_GOAL_. Print all of the material below line for line without changing a word, and leave the pictures out.

_EXCERPTED DATA_.
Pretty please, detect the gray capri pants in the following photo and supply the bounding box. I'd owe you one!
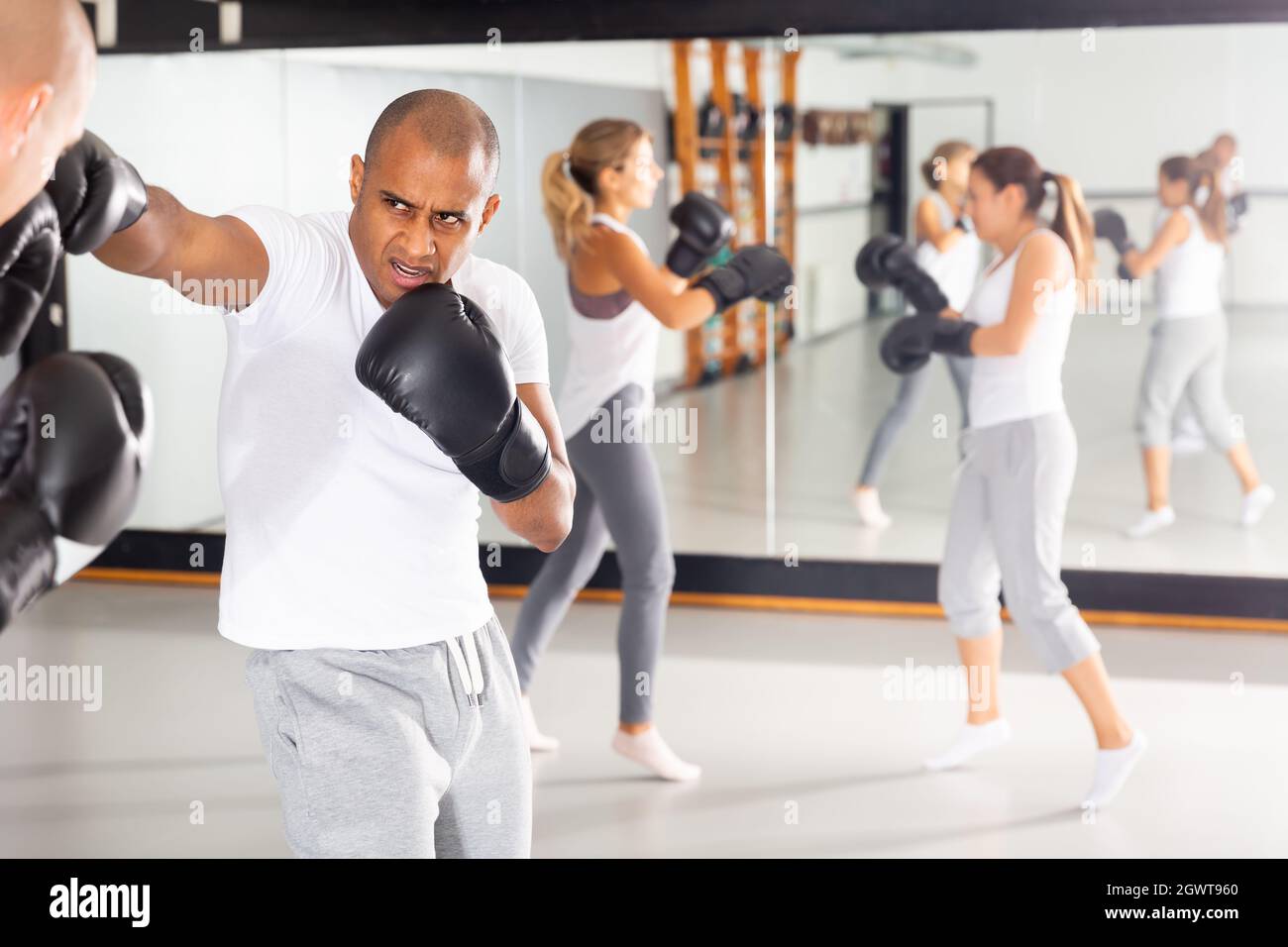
[859,356,975,487]
[1136,313,1241,454]
[246,616,532,858]
[512,384,675,723]
[939,411,1100,672]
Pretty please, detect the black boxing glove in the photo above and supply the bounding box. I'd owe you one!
[695,244,796,312]
[355,283,550,502]
[46,132,149,254]
[0,352,151,629]
[881,312,979,374]
[666,191,737,277]
[0,192,63,356]
[854,233,948,314]
[1091,207,1136,257]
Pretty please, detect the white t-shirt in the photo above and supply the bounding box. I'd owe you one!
[909,191,984,312]
[1154,204,1225,320]
[219,206,549,650]
[962,227,1078,428]
[558,214,662,438]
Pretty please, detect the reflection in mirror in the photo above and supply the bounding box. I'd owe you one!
[69,40,795,553]
[777,25,1288,575]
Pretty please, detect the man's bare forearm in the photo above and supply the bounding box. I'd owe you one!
[492,458,577,553]
[94,184,189,279]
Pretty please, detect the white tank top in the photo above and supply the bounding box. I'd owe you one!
[1155,204,1225,320]
[558,214,662,438]
[910,191,980,312]
[962,227,1077,428]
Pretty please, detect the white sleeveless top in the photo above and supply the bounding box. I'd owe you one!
[558,214,662,438]
[1155,204,1225,320]
[910,191,980,312]
[962,227,1077,428]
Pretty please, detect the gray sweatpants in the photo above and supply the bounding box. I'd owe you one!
[939,411,1100,672]
[1136,314,1240,454]
[246,616,532,858]
[514,385,675,723]
[859,356,975,487]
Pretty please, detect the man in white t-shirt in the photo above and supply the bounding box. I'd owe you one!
[90,90,574,857]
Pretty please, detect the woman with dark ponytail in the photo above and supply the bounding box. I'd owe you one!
[1098,156,1275,539]
[511,119,793,781]
[886,149,1145,806]
[854,141,980,528]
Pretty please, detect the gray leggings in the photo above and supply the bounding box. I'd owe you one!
[859,356,974,487]
[511,385,675,723]
[1136,314,1240,453]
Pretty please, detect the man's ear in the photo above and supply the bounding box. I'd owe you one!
[0,82,58,160]
[478,194,501,233]
[349,155,368,204]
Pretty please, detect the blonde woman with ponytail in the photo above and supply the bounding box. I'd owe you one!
[854,141,980,528]
[511,119,793,781]
[857,149,1146,808]
[1096,156,1275,539]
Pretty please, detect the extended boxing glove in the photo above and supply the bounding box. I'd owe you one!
[881,312,979,374]
[46,132,149,254]
[0,352,151,629]
[355,283,550,502]
[695,244,796,312]
[1091,207,1136,257]
[666,191,737,277]
[0,192,61,356]
[854,233,948,314]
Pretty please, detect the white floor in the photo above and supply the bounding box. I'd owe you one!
[0,582,1288,857]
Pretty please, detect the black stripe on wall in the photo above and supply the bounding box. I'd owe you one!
[94,530,1288,620]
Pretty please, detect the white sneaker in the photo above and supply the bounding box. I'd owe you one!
[1127,506,1176,540]
[1239,483,1275,526]
[854,488,892,530]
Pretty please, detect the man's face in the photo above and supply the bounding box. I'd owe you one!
[0,76,89,224]
[349,128,501,308]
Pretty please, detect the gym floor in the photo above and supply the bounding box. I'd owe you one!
[0,581,1288,857]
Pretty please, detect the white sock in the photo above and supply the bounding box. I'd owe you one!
[613,727,702,783]
[523,694,559,753]
[1127,506,1176,540]
[854,489,892,530]
[1239,483,1275,526]
[926,716,1012,770]
[1082,730,1149,809]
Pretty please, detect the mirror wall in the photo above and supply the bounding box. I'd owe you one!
[68,42,772,552]
[69,25,1288,575]
[777,25,1288,576]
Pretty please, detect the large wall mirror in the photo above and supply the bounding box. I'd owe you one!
[54,25,1288,615]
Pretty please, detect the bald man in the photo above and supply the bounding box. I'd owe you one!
[0,0,151,630]
[0,0,95,224]
[97,90,574,857]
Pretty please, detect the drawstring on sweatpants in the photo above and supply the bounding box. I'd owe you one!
[447,633,483,707]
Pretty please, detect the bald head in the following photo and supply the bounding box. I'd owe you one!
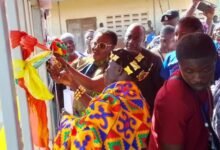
[124,23,145,52]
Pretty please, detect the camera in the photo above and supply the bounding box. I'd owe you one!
[197,1,216,12]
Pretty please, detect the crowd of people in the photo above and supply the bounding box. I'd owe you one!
[47,0,220,150]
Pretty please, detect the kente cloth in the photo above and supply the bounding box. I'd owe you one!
[53,81,151,150]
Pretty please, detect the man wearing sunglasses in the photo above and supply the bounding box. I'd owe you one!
[48,28,117,115]
[48,24,163,112]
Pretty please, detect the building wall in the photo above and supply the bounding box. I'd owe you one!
[48,0,219,39]
[49,0,189,35]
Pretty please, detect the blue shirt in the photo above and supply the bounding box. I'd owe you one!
[160,50,220,80]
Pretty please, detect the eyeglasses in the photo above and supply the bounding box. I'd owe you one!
[91,42,112,49]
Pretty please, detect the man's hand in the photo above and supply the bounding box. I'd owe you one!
[47,58,72,86]
[203,7,215,20]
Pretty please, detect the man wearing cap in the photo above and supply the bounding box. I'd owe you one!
[54,49,152,150]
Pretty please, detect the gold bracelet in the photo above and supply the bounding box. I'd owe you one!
[74,85,86,101]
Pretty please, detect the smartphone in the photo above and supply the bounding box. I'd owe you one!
[197,1,216,12]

_EXERCISE RESPONSE_.
Pretty please, detect the gray capri pants in the following photo and supply the bounding box. I'd owe you one!
[859,356,975,487]
[1136,313,1241,454]
[246,616,532,858]
[512,384,675,723]
[939,411,1100,672]
Pretty please, detect the black boxing glove in the photo above and supply the bounding box. I'd owe you one!
[695,244,796,312]
[355,283,550,502]
[46,132,149,254]
[0,352,151,629]
[881,312,979,374]
[666,191,737,277]
[0,192,63,356]
[854,233,948,314]
[1091,207,1136,257]
Pretty please, detect the white t-shirt in the photo above and supply the bounding box. I'd owe you one!
[909,191,984,312]
[1154,204,1225,320]
[219,206,549,650]
[962,227,1078,428]
[558,214,662,438]
Pretty please, detect the reflection in mirror in the photo above and supply the bounding box. I'd owe you one!
[69,40,795,553]
[777,25,1288,575]
Pretty please, detect the man's bare forearm in the photo above and supply the bounding box. I'd owe you one!
[492,458,577,553]
[94,184,189,279]
Pretty please, detect the white tank top in the photo above and supply the bounding box. I'd owe you one!
[1155,204,1225,320]
[558,214,662,438]
[910,191,980,312]
[962,227,1077,428]
Pretty please, detect the white sleeveless top in the photo above and supply the bounding box. I'd owe you one!
[558,214,662,438]
[1155,204,1225,320]
[910,191,980,312]
[962,227,1077,428]
Pretty please, detect the gray sweatpants in the photo above and supply the bounding box. I'd owe you one!
[939,411,1100,672]
[1136,314,1240,454]
[246,616,532,858]
[514,385,675,723]
[859,356,975,487]
Pretty please, detect the man in white t-shirt in the photo above and supply the bounding box. I'd owe you one!
[90,90,574,857]
Pretty please, detect the woman with dark ponytail in the photo above and supply the bounding box. I'd owe you one!
[1098,156,1275,539]
[511,119,793,781]
[886,149,1145,806]
[854,141,980,528]
Pretty please, detect the gray leggings in the photo above and supply the bounding box. I'd owe you one!
[859,356,974,487]
[511,385,675,723]
[1136,314,1240,453]
Pretty please, detect the man's ear in the photo above and supply the bounding box. I'd owe you one!
[0,82,58,160]
[478,194,501,233]
[349,155,368,204]
Pretty please, detect the blonde woman with ponytail in the photo above and supply the bounding box. I'd owe you one!
[854,141,980,528]
[511,119,793,781]
[857,149,1146,808]
[1096,156,1275,539]
Pretty please, detect the extended boxing glove in the photo above and supply the bounding box. I'd owe you one!
[881,312,979,374]
[46,132,149,254]
[0,352,151,629]
[355,283,550,502]
[695,244,796,312]
[1091,207,1136,257]
[666,191,737,277]
[0,192,61,356]
[854,233,948,314]
Pretty please, detect the white floor in the photo above and supply the bounding box. I'd owe you one!
[0,582,1288,857]
Pretty please, detect the black stripe on wall in the photo above and supply the bounding box. I'd owe you one!
[94,530,1288,620]
Pretty please, detect the white sneaker in the photo above and supply the bounding box. I'd owe you one!
[1127,506,1176,540]
[1239,483,1275,526]
[854,488,892,530]
Pretty please, detect the man's face in the photo above and supply the bounding box. I'd owe you one!
[0,76,89,224]
[349,128,501,308]
Pretty please, detect the gym floor in the photo above and supply the bounding box. I'd owe you one!
[0,581,1288,857]
Pretty please, detect the white sock in the photo above and supply the bounding box. I'd owe you one!
[613,727,702,783]
[523,694,559,753]
[1127,506,1176,540]
[854,489,892,530]
[1239,483,1275,526]
[926,716,1012,770]
[1082,730,1149,809]
Pretty please, detect the mirror wall in the photo above and supply the bounding box. I'd owe you one!
[68,42,772,552]
[69,25,1288,575]
[777,25,1288,576]
Pretty please, detect the large wall mirror in the photo above and supply the bounding box. I'd owe you one!
[54,25,1288,615]
Pretty please, detect the bald man in the photo above and supply the bounding box. I'd owe you one!
[0,0,151,630]
[0,0,95,224]
[97,90,574,857]
Pretty please, detect the drawstring on sweatpants in the photo above and supply the bounding box. I'd owe you one!
[447,633,483,707]
Pretty please, detect the bald head in the following photo and supply the bounding box. I'd owe you one!
[124,23,145,52]
Pretty please, detect the camera in the photo above and supply the bounding box. I'd owe you one!
[197,1,216,12]
Pretty please, detect the crowd of people in the photo above and supply the bounding box. I'd owe you one!
[47,0,220,150]
Pretty please, detect the kente cloth in the photo above and supply the bounding box. I'd owe you one!
[53,81,151,150]
Pretty please, detect the man wearing sunglasses in the photo above and supply the bounding box. I'd owe you one!
[48,28,117,115]
[48,24,163,112]
Pretty please, detect the building wall in the photo above and supply the bounding box. I'd owe you one!
[48,0,219,39]
[49,0,189,35]
Pretty please, detect the blue shirt in the photo above and supply the bounding box. I'd owe you one!
[160,50,220,80]
Pretty please, detect the eyeglasses in the photo above and supply the bounding box. I'd owe you one!
[91,42,112,49]
Pretty please, detect the man's hand in the photo above and supply the bounding box. I'd owe you one!
[47,58,72,86]
[203,7,215,20]
Pretty please, detect the man wearing cap in the photo above and supply the bounding box. I'd owe you one!
[54,49,152,150]
Pretty please, detect the gold bracelet in the photo above and supply the bounding box. I'd owe you one!
[74,85,86,101]
Pretty please, detect the smartphone in the photo above and supply the bounding box. I'd owe you one!
[197,1,216,12]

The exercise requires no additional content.